### The problem
Pick out each line in the entries below that contains the string "soil", and copy those lines. Case matters when matching.

┄┄┄┄┄┄┄┄┄┄

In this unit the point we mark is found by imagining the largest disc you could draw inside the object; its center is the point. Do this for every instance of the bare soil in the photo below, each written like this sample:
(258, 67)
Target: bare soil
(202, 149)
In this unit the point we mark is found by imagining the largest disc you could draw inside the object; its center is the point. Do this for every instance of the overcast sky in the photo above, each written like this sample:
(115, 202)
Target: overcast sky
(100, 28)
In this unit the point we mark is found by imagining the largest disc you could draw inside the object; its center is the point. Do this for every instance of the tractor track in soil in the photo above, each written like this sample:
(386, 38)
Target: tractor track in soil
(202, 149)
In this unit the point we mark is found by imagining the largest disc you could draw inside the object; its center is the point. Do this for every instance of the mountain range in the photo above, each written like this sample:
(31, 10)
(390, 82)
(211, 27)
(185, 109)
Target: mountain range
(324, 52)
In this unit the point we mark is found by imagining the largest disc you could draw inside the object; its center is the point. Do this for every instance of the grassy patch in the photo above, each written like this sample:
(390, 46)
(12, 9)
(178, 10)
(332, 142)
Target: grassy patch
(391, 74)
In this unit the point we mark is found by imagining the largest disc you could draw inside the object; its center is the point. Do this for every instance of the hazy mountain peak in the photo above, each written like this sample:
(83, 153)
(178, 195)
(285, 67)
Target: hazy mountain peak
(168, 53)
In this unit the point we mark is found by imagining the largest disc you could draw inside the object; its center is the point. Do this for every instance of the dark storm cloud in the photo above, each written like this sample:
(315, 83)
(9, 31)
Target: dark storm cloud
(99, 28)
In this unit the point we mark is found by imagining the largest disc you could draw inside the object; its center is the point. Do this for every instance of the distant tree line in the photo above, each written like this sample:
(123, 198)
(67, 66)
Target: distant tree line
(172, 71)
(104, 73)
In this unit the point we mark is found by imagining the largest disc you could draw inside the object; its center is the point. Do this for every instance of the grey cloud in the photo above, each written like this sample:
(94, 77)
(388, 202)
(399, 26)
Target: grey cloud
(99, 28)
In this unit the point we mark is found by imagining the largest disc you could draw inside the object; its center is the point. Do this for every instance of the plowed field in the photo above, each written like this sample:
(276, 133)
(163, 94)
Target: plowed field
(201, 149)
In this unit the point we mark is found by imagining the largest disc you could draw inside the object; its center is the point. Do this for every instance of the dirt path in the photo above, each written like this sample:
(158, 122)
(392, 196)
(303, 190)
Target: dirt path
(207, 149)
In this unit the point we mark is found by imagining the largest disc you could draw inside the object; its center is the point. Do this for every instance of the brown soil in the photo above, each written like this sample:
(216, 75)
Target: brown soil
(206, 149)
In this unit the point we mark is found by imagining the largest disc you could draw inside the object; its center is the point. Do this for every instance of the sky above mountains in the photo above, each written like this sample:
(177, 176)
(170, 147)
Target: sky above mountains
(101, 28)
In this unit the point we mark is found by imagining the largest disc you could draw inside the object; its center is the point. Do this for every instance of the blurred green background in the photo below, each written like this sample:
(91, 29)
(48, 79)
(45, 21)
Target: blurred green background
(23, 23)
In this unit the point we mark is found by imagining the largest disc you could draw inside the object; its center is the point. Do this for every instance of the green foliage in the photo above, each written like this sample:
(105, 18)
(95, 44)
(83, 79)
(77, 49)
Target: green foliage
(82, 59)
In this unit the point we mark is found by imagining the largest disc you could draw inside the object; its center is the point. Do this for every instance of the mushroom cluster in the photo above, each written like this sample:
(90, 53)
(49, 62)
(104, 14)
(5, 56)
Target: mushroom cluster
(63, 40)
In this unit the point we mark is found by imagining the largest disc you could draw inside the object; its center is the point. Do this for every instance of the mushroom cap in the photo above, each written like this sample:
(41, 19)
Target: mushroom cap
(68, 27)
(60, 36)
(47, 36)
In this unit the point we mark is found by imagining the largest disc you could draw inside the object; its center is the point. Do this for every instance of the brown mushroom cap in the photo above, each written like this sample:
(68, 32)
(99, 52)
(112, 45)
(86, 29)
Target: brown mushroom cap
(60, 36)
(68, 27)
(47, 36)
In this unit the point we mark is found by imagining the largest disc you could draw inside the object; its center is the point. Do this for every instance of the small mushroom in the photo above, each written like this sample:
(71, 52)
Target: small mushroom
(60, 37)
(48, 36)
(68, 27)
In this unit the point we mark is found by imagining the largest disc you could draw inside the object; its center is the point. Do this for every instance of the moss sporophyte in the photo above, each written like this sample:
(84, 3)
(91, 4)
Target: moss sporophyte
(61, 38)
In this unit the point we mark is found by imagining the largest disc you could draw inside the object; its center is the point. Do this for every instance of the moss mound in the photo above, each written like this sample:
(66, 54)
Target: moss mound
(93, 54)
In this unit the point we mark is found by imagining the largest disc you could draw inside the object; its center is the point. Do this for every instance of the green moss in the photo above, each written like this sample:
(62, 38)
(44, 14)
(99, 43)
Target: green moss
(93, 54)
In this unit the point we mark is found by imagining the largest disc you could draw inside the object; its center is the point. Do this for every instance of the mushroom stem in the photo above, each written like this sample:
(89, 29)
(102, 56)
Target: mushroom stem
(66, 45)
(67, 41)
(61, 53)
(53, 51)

┄┄┄┄┄┄┄┄┄┄

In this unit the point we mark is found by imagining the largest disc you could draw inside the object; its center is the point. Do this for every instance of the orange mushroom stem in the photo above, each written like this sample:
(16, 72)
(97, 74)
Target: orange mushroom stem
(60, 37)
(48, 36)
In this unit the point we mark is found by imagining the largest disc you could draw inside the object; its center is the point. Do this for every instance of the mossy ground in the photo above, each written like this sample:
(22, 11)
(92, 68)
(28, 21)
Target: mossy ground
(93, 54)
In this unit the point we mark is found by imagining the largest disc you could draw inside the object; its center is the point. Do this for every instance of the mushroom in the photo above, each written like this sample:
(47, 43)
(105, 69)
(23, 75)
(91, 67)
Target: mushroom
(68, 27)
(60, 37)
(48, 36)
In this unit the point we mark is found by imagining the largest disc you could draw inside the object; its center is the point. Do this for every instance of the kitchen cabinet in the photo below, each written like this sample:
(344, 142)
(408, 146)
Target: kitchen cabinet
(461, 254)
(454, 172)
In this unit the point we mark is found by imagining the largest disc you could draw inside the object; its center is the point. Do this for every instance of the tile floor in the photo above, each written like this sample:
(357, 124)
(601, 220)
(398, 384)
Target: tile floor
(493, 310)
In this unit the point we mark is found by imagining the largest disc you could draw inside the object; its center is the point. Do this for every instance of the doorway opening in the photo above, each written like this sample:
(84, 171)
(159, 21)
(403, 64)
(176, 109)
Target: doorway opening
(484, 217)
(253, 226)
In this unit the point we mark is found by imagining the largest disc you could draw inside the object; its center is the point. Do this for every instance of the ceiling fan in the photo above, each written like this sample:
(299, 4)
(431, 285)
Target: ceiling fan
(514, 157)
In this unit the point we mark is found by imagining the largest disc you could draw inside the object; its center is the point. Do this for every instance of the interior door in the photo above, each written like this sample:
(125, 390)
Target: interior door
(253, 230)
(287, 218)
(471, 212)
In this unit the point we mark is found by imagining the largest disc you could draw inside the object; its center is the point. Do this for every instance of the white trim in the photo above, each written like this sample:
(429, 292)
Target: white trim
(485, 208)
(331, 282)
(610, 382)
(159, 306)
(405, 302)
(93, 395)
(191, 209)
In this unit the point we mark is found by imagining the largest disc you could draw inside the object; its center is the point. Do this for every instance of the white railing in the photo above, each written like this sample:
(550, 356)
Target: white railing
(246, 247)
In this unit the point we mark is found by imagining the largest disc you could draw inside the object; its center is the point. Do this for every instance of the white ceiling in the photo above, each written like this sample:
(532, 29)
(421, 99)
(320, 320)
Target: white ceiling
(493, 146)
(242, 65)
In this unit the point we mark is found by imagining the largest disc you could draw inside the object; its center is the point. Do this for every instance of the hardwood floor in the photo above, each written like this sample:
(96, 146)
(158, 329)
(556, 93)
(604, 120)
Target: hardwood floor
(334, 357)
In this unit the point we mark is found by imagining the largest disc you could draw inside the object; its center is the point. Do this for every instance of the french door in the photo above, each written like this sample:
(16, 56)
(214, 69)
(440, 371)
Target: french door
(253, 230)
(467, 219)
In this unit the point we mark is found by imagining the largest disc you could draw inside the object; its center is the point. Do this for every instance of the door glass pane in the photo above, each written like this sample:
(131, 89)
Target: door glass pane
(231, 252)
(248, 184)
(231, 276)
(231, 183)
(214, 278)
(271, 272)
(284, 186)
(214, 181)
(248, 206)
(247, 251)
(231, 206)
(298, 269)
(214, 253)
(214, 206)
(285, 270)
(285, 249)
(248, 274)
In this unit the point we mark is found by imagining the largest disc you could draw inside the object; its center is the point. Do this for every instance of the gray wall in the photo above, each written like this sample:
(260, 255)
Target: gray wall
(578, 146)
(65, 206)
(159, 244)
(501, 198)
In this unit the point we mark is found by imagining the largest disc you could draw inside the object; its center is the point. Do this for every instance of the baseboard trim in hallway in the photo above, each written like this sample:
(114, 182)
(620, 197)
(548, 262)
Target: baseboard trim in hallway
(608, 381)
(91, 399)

┄┄┄┄┄┄┄┄┄┄

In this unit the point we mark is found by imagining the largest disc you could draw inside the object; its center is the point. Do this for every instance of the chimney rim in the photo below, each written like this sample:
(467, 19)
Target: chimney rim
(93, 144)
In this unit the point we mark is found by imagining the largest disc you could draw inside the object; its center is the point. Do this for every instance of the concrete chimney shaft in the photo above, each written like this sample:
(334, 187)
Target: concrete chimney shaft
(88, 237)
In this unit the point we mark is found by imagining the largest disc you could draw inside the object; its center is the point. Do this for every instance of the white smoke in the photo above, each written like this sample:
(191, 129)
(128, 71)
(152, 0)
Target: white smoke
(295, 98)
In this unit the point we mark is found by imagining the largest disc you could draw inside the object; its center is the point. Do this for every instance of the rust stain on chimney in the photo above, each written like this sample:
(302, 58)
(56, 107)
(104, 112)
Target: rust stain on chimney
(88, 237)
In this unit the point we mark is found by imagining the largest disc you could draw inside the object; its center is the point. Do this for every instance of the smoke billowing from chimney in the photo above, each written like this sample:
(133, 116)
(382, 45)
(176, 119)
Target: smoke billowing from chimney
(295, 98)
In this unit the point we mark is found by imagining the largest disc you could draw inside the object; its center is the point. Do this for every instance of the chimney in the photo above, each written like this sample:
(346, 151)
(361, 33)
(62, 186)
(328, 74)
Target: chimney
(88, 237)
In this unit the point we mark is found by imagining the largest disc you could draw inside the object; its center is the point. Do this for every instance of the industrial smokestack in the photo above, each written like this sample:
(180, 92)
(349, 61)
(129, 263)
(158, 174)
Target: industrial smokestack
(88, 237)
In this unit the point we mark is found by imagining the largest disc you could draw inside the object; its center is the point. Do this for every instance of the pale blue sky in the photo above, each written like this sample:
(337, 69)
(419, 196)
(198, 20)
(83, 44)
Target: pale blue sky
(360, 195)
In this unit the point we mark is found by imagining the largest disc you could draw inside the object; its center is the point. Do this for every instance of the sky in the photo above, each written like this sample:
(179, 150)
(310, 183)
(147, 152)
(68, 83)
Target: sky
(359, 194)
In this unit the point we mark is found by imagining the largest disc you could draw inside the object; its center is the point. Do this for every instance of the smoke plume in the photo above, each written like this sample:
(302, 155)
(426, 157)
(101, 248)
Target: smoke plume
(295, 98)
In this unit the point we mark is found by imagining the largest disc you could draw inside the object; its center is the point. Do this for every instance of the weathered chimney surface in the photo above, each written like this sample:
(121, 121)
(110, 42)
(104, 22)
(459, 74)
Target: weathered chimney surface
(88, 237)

┄┄┄┄┄┄┄┄┄┄

### Final result
In this unit the point we mark is found by imagining the largest disc you could draw inside the object; its center is the point. Do this for every instance of the bare soil in the photo below, each written like this sample:
Target: bare soil
In this unit the point we mark is found by imagining the largest disc you could draw inside the object; its center is the point. Do this for every instance of the tractor track in soil in the photo above, each written like this sample:
Target: tractor track in soil
In this unit the point we mark is found by imagining the largest disc you could draw inside the object; its center is the point. Do this for every instance of the brown soil in the photo above, each written like this sample:
Target: brown soil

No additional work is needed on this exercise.